■ **PROBLEM TO WORK ON**
Please render each line of all the items below as a numbered list, skipping blank lines and leaving the pictures out.

* START DATASET RECORDS *

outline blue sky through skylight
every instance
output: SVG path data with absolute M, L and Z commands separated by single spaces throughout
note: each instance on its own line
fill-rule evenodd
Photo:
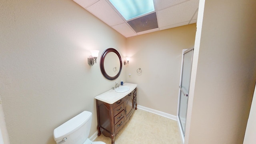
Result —
M 155 10 L 153 0 L 109 0 L 127 20 Z

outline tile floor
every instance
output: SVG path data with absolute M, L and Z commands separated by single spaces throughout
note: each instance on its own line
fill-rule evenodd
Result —
M 115 144 L 181 144 L 177 122 L 138 109 L 116 136 Z M 94 140 L 111 144 L 102 134 Z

* END DATASET RECORDS *

■ **SOLUTION**
1. outline blue sky through skylight
2. every instance
3. output: SVG path data with absolute M, L and Z commands separated by single spaces throughout
4. note: each instance on its own line
5. fill-rule evenodd
6. Photo:
7. Result —
8. M 155 10 L 153 0 L 109 0 L 127 20 Z
9. outline tile floor
10. every instance
11. output: SVG path data with absolute M, L and Z commands separated by single spaces throughout
12. note: each instance on its own line
13. fill-rule evenodd
14. Result —
15. M 115 144 L 181 144 L 177 122 L 138 109 L 116 136 Z M 94 140 L 111 144 L 102 134 Z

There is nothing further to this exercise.